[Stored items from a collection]

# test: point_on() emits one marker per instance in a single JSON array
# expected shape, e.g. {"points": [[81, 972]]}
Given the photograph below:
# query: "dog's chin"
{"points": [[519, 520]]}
...
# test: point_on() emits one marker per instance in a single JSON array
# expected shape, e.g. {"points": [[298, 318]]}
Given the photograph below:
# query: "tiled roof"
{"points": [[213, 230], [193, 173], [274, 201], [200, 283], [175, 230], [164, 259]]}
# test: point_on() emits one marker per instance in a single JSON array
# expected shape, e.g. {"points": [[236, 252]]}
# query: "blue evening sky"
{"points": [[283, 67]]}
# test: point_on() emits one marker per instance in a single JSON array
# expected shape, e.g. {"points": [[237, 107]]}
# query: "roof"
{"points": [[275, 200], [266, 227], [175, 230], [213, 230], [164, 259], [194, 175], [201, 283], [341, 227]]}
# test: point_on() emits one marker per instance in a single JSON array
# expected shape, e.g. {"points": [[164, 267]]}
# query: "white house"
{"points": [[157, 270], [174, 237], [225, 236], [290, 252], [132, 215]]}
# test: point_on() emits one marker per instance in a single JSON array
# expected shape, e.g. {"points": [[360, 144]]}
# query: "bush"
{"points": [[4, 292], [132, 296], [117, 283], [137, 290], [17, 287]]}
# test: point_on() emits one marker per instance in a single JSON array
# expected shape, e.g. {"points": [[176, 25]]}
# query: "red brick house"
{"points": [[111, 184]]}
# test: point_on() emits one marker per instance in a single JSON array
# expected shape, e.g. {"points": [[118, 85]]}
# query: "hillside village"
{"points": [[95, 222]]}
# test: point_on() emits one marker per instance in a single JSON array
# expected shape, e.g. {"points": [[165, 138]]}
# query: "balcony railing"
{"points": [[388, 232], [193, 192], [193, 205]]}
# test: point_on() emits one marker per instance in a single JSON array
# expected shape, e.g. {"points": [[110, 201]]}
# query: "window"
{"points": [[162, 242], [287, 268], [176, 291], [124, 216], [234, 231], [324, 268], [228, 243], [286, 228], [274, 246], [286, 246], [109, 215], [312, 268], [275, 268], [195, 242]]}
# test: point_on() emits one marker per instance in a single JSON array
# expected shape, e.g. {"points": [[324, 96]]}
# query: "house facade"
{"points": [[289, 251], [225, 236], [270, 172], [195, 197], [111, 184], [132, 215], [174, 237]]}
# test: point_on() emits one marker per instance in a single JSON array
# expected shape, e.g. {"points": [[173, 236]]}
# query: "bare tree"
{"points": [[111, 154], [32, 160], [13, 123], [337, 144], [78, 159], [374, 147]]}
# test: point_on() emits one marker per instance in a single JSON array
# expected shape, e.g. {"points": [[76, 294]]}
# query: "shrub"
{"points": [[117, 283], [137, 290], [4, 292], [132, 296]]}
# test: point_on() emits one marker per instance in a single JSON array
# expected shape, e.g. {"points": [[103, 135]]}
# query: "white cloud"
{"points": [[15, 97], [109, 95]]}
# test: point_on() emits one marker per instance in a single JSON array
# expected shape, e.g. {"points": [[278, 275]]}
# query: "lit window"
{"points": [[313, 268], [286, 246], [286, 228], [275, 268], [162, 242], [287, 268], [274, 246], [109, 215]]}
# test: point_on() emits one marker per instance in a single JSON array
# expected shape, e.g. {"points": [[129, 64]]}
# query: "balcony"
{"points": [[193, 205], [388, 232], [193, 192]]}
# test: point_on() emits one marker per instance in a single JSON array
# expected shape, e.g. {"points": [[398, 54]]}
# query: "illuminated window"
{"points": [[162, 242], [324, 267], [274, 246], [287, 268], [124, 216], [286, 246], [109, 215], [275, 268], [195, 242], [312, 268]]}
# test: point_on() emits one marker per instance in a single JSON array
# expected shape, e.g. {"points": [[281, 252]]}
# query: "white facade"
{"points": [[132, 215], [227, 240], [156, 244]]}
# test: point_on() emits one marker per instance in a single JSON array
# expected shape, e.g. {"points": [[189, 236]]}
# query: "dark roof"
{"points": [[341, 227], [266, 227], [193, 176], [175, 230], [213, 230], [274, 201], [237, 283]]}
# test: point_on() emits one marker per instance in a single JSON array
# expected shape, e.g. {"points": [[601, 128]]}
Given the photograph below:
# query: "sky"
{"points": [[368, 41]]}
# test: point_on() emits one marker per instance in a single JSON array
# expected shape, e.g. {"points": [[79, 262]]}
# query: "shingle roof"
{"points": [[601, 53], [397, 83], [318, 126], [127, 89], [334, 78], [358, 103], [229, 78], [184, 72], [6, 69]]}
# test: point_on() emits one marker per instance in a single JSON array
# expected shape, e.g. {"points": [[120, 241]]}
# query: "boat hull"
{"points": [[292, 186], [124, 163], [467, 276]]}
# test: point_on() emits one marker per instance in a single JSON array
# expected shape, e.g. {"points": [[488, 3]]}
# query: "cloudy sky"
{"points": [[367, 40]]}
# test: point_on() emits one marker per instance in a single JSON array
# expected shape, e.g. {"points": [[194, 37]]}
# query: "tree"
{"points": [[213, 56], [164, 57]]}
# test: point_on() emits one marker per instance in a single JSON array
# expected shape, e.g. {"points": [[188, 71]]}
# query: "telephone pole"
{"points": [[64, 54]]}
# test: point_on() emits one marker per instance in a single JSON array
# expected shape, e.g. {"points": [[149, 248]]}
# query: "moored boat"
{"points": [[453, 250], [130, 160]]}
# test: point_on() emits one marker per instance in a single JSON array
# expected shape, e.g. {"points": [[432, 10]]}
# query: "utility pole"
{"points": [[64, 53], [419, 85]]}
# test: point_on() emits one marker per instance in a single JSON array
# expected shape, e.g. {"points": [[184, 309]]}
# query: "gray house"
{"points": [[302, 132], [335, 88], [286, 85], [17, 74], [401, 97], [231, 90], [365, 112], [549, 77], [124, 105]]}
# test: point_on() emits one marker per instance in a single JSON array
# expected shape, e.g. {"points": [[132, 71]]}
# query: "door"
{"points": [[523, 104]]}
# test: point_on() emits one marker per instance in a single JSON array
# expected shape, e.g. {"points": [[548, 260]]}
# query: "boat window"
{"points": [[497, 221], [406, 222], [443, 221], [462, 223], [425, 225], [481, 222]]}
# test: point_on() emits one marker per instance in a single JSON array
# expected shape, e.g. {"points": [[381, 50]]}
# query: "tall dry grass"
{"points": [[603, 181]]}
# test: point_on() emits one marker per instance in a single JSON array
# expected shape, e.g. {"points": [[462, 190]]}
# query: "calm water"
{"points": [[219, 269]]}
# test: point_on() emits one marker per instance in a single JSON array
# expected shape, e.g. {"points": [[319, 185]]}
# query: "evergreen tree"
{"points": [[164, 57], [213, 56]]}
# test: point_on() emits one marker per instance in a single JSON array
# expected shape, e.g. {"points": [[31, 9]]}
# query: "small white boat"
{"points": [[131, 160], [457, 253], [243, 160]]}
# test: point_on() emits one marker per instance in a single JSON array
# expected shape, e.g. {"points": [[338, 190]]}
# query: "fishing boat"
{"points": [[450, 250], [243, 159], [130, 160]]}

**Written problem**:
How many lines in the rows above contain the word "facade"? Count them and reply with the number alone.

**Finished exercise**:
2